▶ [ACTIVITY]
Given the records below, pull every line with the word "that" into the answer.

Point localization data:
*** Begin section ***
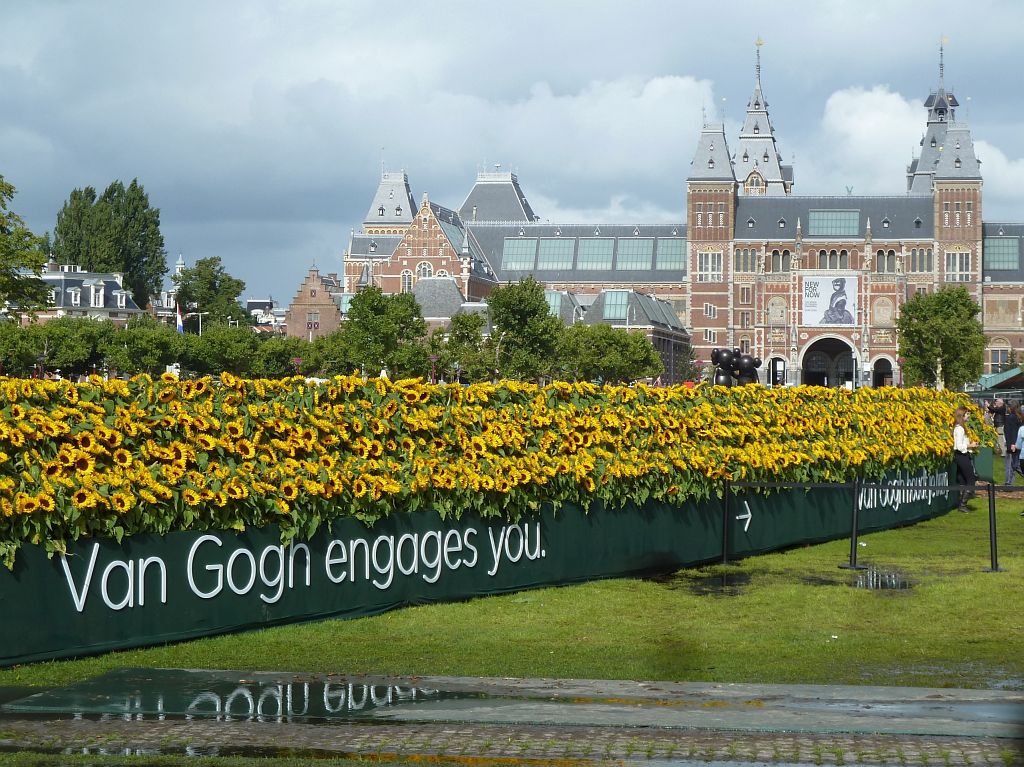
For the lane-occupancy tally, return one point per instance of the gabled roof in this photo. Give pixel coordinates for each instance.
(497, 197)
(392, 203)
(712, 161)
(764, 218)
(438, 297)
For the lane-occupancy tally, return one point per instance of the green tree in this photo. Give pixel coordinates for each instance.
(208, 287)
(460, 350)
(525, 335)
(589, 352)
(118, 231)
(941, 339)
(72, 345)
(386, 332)
(17, 353)
(220, 348)
(22, 260)
(275, 355)
(144, 345)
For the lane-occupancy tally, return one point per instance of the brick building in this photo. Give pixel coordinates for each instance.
(812, 285)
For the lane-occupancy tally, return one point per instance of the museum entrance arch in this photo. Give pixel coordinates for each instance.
(882, 373)
(829, 361)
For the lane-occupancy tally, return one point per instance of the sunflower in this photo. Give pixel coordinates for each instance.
(122, 501)
(245, 449)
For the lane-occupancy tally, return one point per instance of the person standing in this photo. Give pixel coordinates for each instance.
(1011, 426)
(962, 454)
(998, 412)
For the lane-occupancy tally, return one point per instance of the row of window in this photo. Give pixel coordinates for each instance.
(968, 213)
(96, 298)
(526, 254)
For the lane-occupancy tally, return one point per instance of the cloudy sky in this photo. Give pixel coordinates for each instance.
(259, 129)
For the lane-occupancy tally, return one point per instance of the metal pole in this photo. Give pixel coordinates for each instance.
(991, 529)
(853, 533)
(725, 522)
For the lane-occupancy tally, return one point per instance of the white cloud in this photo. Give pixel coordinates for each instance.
(1001, 190)
(865, 140)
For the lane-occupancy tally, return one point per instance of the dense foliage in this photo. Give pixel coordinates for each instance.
(22, 259)
(941, 339)
(116, 458)
(116, 231)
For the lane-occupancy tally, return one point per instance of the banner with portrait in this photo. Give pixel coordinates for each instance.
(829, 300)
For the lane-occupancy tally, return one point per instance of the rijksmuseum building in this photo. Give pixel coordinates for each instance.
(811, 285)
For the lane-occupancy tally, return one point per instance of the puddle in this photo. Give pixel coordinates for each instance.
(720, 584)
(158, 693)
(880, 580)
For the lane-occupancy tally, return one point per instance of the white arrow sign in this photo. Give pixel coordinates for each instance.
(745, 516)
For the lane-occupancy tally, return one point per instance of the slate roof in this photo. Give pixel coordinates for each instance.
(642, 309)
(487, 240)
(903, 213)
(497, 197)
(712, 161)
(395, 198)
(65, 283)
(370, 246)
(438, 297)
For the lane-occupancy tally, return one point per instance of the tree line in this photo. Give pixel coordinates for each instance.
(381, 333)
(941, 338)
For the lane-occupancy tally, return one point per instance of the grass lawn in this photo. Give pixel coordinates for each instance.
(786, 618)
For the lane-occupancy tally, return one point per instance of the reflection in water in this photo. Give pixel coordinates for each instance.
(876, 580)
(159, 693)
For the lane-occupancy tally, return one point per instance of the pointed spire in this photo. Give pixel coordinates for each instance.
(757, 68)
(942, 41)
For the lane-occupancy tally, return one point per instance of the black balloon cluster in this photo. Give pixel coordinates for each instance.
(731, 365)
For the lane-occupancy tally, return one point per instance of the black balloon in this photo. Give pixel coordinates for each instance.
(733, 367)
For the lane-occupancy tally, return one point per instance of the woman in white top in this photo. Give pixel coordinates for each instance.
(962, 454)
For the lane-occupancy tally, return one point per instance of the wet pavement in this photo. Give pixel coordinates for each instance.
(146, 711)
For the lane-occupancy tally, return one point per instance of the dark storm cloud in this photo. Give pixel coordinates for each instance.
(259, 129)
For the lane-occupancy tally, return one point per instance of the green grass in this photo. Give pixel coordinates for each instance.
(794, 619)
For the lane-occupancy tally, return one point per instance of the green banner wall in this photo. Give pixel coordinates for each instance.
(157, 589)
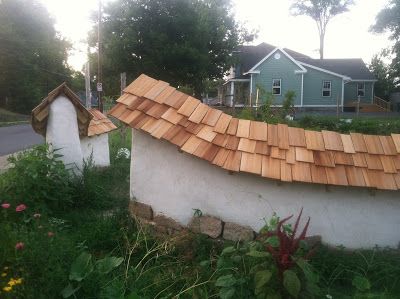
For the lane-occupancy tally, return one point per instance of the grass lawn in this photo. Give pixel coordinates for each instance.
(75, 239)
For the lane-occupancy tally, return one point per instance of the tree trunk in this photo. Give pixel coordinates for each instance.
(321, 45)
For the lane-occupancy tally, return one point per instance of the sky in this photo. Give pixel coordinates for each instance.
(347, 35)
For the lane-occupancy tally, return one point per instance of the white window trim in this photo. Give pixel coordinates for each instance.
(325, 89)
(363, 90)
(280, 87)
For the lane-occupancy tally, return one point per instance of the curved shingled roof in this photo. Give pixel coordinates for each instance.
(272, 151)
(90, 122)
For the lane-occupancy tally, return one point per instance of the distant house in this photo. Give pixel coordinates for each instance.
(316, 82)
(79, 133)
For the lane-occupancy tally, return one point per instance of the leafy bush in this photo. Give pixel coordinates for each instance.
(38, 178)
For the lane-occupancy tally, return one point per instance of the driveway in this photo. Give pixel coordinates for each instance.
(17, 138)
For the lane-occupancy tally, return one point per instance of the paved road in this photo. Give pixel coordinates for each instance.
(16, 138)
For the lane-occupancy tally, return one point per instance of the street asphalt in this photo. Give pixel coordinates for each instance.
(17, 138)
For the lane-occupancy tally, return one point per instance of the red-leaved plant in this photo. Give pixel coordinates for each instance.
(288, 243)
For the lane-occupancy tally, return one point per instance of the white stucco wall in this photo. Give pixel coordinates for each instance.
(175, 183)
(62, 132)
(98, 145)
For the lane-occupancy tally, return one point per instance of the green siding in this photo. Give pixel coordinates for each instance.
(283, 69)
(313, 88)
(350, 92)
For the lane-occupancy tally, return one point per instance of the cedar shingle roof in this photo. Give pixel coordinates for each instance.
(90, 122)
(272, 151)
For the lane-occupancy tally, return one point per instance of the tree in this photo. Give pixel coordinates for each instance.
(321, 11)
(184, 42)
(383, 73)
(387, 20)
(32, 55)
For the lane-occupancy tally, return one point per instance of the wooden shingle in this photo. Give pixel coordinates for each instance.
(332, 141)
(271, 168)
(304, 155)
(191, 144)
(388, 164)
(358, 142)
(396, 141)
(223, 123)
(286, 172)
(189, 106)
(172, 116)
(373, 144)
(247, 145)
(232, 162)
(348, 146)
(301, 172)
(336, 175)
(251, 163)
(355, 176)
(212, 117)
(283, 136)
(388, 145)
(206, 133)
(221, 157)
(318, 174)
(233, 125)
(297, 137)
(273, 139)
(258, 131)
(262, 148)
(243, 128)
(314, 141)
(324, 159)
(199, 113)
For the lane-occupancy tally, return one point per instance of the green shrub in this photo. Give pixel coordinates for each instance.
(37, 178)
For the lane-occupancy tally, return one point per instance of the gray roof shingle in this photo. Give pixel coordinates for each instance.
(249, 56)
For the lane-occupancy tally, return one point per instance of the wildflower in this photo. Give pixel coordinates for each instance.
(20, 208)
(19, 246)
(5, 205)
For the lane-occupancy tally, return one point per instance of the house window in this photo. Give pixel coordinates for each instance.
(326, 88)
(361, 89)
(276, 86)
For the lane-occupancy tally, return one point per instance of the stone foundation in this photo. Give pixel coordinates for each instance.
(204, 224)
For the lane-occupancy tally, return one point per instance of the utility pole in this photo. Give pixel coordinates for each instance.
(87, 86)
(123, 82)
(99, 70)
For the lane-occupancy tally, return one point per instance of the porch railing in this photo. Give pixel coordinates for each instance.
(385, 105)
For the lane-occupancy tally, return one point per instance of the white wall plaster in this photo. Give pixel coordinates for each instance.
(98, 145)
(63, 133)
(175, 183)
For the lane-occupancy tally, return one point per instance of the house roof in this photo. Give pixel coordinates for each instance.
(355, 68)
(271, 151)
(90, 122)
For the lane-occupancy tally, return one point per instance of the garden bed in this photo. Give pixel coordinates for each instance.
(79, 241)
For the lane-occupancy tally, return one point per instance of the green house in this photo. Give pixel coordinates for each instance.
(318, 83)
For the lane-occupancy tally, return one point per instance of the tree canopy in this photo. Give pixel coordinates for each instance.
(32, 55)
(184, 42)
(387, 20)
(321, 11)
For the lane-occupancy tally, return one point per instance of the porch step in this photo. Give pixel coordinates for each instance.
(365, 107)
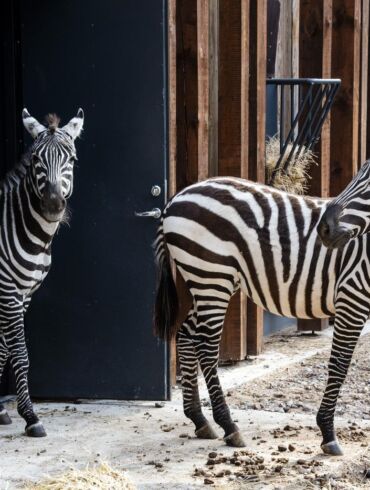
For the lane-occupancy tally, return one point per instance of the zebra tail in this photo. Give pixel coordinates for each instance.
(166, 301)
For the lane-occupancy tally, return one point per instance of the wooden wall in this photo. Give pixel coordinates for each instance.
(217, 71)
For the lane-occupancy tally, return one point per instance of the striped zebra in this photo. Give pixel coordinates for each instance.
(33, 199)
(226, 234)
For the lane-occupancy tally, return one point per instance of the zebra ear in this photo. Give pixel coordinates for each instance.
(75, 125)
(31, 124)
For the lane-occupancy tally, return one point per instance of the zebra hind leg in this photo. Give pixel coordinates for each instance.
(344, 342)
(207, 338)
(13, 332)
(189, 371)
(4, 354)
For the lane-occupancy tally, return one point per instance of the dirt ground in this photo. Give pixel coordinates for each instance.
(273, 398)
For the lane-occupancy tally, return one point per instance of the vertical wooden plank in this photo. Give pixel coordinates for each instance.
(324, 151)
(244, 89)
(315, 62)
(172, 97)
(207, 31)
(186, 93)
(233, 345)
(364, 66)
(203, 87)
(213, 12)
(184, 41)
(172, 137)
(295, 38)
(345, 111)
(257, 123)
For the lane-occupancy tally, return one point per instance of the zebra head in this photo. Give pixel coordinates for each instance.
(347, 215)
(52, 155)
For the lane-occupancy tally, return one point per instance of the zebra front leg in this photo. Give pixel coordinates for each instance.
(4, 354)
(189, 383)
(13, 331)
(207, 341)
(347, 329)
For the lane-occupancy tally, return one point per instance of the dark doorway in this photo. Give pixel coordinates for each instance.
(89, 327)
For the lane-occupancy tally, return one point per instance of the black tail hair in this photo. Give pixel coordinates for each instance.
(166, 301)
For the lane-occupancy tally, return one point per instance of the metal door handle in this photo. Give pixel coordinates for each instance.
(154, 213)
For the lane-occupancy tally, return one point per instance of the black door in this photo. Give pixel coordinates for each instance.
(89, 328)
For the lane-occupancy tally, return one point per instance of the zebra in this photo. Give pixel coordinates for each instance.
(33, 203)
(292, 255)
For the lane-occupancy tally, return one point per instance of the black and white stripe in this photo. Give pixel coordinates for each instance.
(32, 204)
(226, 234)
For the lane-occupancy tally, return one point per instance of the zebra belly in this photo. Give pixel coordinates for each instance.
(202, 257)
(26, 277)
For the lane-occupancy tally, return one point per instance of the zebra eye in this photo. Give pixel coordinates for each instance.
(35, 159)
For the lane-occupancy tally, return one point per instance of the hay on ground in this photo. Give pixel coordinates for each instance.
(99, 477)
(295, 180)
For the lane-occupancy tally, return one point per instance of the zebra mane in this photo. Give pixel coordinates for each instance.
(52, 121)
(14, 176)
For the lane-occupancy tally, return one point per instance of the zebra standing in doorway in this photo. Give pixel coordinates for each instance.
(226, 233)
(33, 199)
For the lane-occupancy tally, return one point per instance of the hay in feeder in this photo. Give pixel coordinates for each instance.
(295, 179)
(99, 477)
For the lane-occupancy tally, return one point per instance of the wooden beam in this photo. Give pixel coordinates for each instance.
(364, 67)
(257, 123)
(207, 32)
(186, 93)
(345, 112)
(233, 344)
(315, 62)
(171, 98)
(172, 139)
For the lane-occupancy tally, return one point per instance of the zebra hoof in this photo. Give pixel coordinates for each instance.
(4, 418)
(206, 432)
(332, 448)
(35, 430)
(235, 440)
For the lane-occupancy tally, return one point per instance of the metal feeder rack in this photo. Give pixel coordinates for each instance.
(310, 100)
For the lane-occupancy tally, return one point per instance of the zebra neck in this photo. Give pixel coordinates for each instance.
(27, 212)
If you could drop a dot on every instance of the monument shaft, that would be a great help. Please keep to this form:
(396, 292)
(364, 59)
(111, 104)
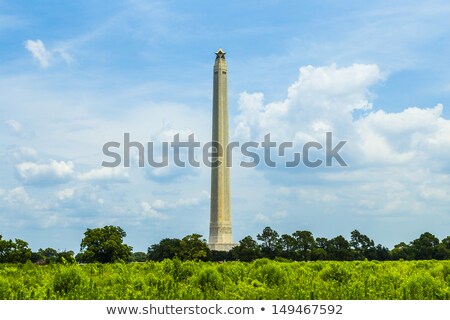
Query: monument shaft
(220, 234)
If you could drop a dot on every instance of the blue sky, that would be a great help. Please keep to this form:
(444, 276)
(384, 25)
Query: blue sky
(76, 75)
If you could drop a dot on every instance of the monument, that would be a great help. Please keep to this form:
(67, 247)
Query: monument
(220, 235)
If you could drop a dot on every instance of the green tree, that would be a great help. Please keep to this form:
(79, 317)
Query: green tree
(425, 247)
(287, 243)
(165, 249)
(247, 250)
(193, 248)
(105, 245)
(363, 247)
(304, 244)
(14, 251)
(338, 248)
(270, 246)
(139, 257)
(402, 251)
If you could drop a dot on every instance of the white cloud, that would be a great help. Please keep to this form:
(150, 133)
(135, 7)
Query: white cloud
(39, 52)
(43, 174)
(262, 218)
(25, 154)
(118, 174)
(150, 212)
(325, 98)
(14, 125)
(46, 57)
(65, 194)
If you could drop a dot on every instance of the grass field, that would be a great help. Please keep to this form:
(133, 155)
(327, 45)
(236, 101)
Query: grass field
(261, 279)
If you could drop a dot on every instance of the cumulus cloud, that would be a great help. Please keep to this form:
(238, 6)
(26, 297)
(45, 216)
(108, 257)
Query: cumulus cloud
(45, 174)
(398, 161)
(150, 212)
(65, 194)
(14, 125)
(44, 56)
(118, 174)
(39, 52)
(323, 98)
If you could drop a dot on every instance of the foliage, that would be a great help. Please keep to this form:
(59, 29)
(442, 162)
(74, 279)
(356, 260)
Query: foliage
*** End section ***
▶ [RESPONSE BELOW]
If you could drop a dot on every instance of the monument shaft, that would be a great help. Please keep to this form:
If you could drop a dot on every instance of the blue sky, that would be a great help. Please keep to this form:
If you could drop a dot on every instance of the monument, that would be a great help. Please keep to this form:
If you could drop a dot on every instance of the green tree, that would be a great help. Please keep to this form:
If you could drop a dot on every instance of the white cloud, that would be a great help. Please keep to this form:
If you could drop a dot on every instance of the grass field, that would be a great help. Please keep to this form:
If you could drop a dot on every instance of the cumulus cloud, that would be a great help. Please keep to this form:
If you could drop a dot on every instance of the foliage, that would be a great help. Please keep to this form:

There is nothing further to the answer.